BEGIN PAGE EXCERPT

In the LIBERTY AD ADOL trial, investigators randomized 251 patients aged 12-17 years to placebo or one of two dupilumab regimens (after loading doses):
- Every four weeks (300 mg)
- Every two weeks (200 mg for patients weighing <60 kg; 300 mg if weight ≥60 kg)
In both groups, a significantly higher proportion of patients reached Eczema Area and Severity Index (EASI) 75 at week 16: 41.5% and 38.1% in the two-week and four-week groups, respectively, versus 8.2% for placebo. Differences versus placebo were 33.2% and 29.9%, respectively (p<0.001 in both analyses).
Since dupilumab's approval in adolescents AD, Dr. Simpson says, OHSU dermatologists have been prescribing the drug frequently because they understand the long-term effects of inadequately treating AD.
“Children with atopic dermatitis, especially moderate-to-severe, are known to have more difficulty with attention and disrupted sleep. Disrupted sleep, even for a few days, can impact concentration. Over the years, unrelenting itch and poor sleep can often lead to other conditions such as attention-deficit/hyperactivity disorder, anxiety and depression.”
These changes are likely mediated by poor sleep, and possibly by inflammation, he says. “So the hypothesis is if you can treat more moderate-to-severe disease effectively, you can improve sleep and hopefully improve some of these mental-health comorbidities down the road.”
Dr. Simpson has received personal fees from AbbVie, Boehringer Ingelheim, Dermavant, Dermira, Galderma, GlaxoSmithKline, Incyte, LEO Pharma, Lilly, Menlo Therapeutics, Pfizer, Pierre Fabre Dermo-Cosmetique, Regeneron, Sanofi Genzyme and Valeant. He also has received grants from AbbVie, Celgene, Dermira, Galderma, LEO, Lilly, Pfizer, Regeneron, Roivant and Sanofi Genzyme and nonfinancial support from Regeneron and Sanofi Genzyme.
Simpson EL, Paller AS, Siegfried EC, et al. Efficacy and safety of dupilumab in adolescents with uncontrolled moderate to severe atopic dermatitis: a phase 3 randomized clinical trial. JAMA Dermatol. 2020;156:44-56.

END PAGE EXCERPT

WORK TASK 1
Using the dupilumab excerpt, explain in one to three sentences why OHSU dermatologists have been prescribing dupilumab frequently since its approval in adolescents.
WORK TASK 2
Echo the dupilumab excerpt from "In the LIBERTY" up to and including "inadequately treating AD.".
The records that come next are material separate from the dupilumab excerpt.

BEGIN THE DATA

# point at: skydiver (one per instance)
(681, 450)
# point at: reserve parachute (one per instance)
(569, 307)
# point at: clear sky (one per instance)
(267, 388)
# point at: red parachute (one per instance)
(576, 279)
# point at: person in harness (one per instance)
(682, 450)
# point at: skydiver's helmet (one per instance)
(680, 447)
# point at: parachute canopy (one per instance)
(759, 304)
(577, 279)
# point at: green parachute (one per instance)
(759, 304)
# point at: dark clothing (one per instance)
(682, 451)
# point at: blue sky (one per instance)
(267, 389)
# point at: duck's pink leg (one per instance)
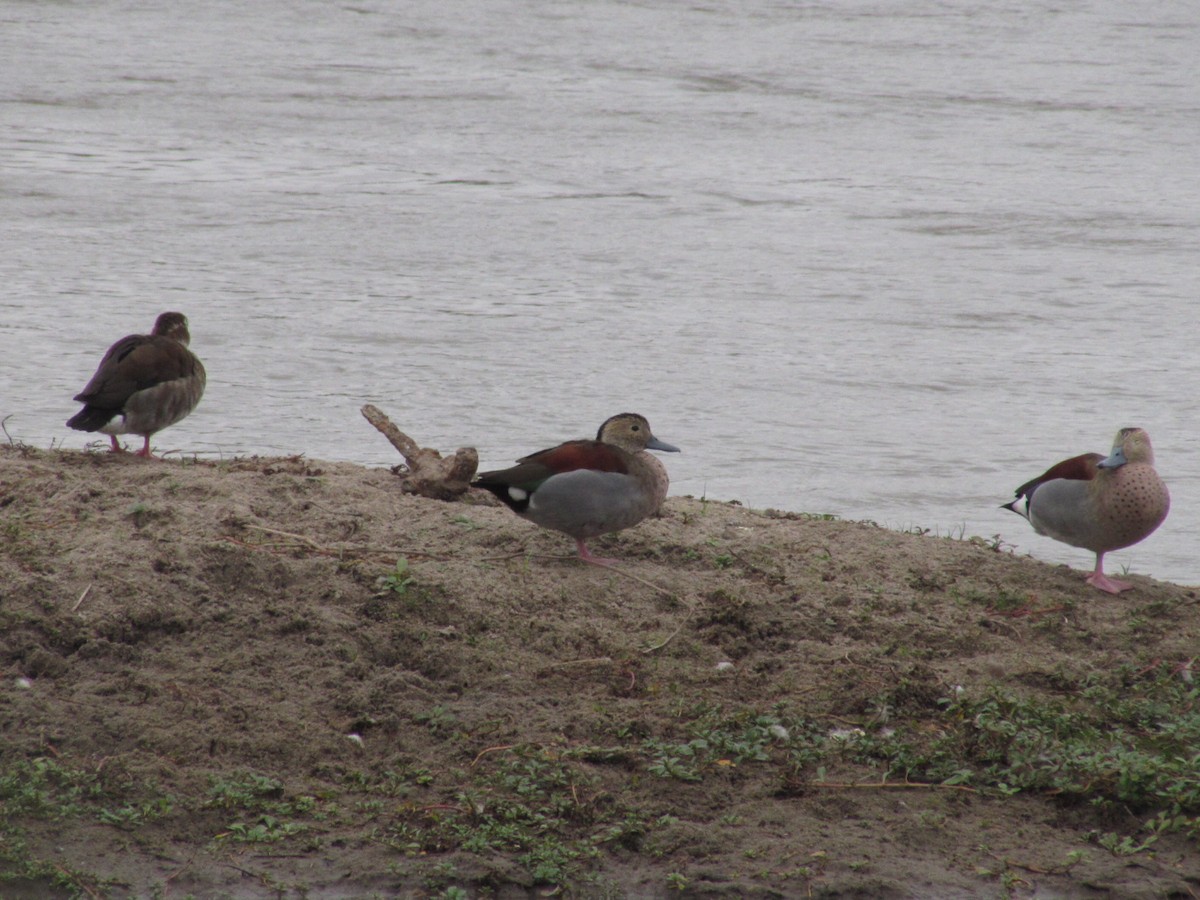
(587, 556)
(1102, 581)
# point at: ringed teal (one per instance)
(585, 489)
(143, 384)
(1098, 503)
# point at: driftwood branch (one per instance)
(429, 474)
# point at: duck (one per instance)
(585, 489)
(1099, 503)
(143, 384)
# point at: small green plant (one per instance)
(268, 829)
(399, 580)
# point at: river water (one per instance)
(885, 261)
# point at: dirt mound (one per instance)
(282, 677)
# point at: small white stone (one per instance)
(845, 733)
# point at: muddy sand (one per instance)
(286, 678)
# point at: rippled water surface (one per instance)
(875, 259)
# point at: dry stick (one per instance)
(490, 750)
(82, 598)
(891, 785)
(324, 549)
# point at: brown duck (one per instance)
(144, 383)
(588, 487)
(1099, 503)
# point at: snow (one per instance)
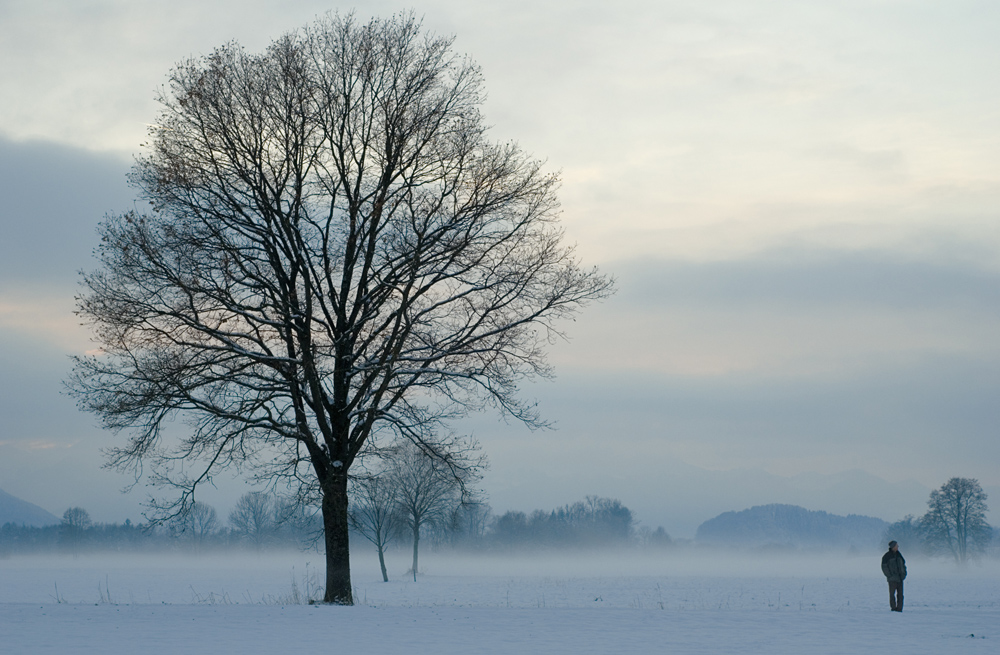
(715, 602)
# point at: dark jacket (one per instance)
(894, 566)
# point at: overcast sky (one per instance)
(800, 202)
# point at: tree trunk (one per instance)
(416, 544)
(335, 530)
(381, 562)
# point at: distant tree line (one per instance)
(954, 525)
(259, 520)
(446, 518)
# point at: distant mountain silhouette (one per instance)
(791, 525)
(21, 512)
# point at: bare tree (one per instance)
(75, 523)
(76, 518)
(198, 522)
(253, 517)
(956, 519)
(428, 488)
(203, 521)
(336, 256)
(373, 513)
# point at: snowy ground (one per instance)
(706, 603)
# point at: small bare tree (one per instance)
(429, 486)
(336, 256)
(253, 517)
(374, 513)
(198, 523)
(956, 519)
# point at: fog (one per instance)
(448, 577)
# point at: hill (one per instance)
(21, 512)
(791, 525)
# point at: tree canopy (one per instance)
(334, 256)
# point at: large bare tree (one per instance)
(955, 521)
(335, 255)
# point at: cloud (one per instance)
(805, 315)
(54, 197)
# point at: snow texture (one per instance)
(478, 605)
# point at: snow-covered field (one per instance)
(710, 602)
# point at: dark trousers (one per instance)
(896, 596)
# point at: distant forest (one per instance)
(262, 521)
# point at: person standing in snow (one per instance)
(894, 568)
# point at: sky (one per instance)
(800, 203)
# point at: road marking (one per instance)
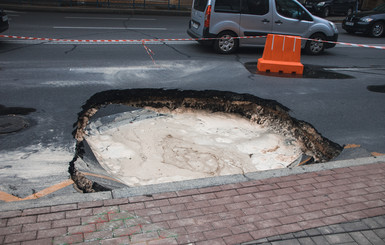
(377, 154)
(111, 28)
(350, 146)
(101, 176)
(348, 46)
(99, 43)
(105, 18)
(8, 197)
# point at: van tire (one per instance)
(225, 44)
(313, 47)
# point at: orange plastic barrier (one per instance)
(281, 54)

END THE DATA

ANSWER AREA 1
They prescribe it often because they understand the long-term effects of inadequately treating atopic dermatitis. Children with moderate-to-severe disease have more difficulty with attention and disrupted sleep. Over the years, unrelenting itch and poor sleep can often lead to attention-deficit/hyperactivity disorder, anxiety and depression.

ANSWER AREA 2
In the LIBERTY AD ADOL trial, investigators randomized 251 patients aged 12-17 years to placebo or one of two dupilumab regimens (after loading doses):
- Every four weeks (300 mg)
- Every two weeks (200 mg for patients weighing <60 kg; 300 mg if weight ≥60 kg)
In both groups, a significantly higher proportion of patients reached Eczema Area and Severity Index (EASI) 75 at week 16: 41.5% and 38.1% in the two-week and four-week groups, respectively, versus 8.2% for placebo. Differences versus placebo were 33.2% and 29.9%, respectively (p<0.001 in both analyses).
Since dupilumab's approval in adolescents AD, Dr. Simpson says, OHSU dermatologists have been prescribing the drug frequently because they understand the long-term effects of inadequately treating AD.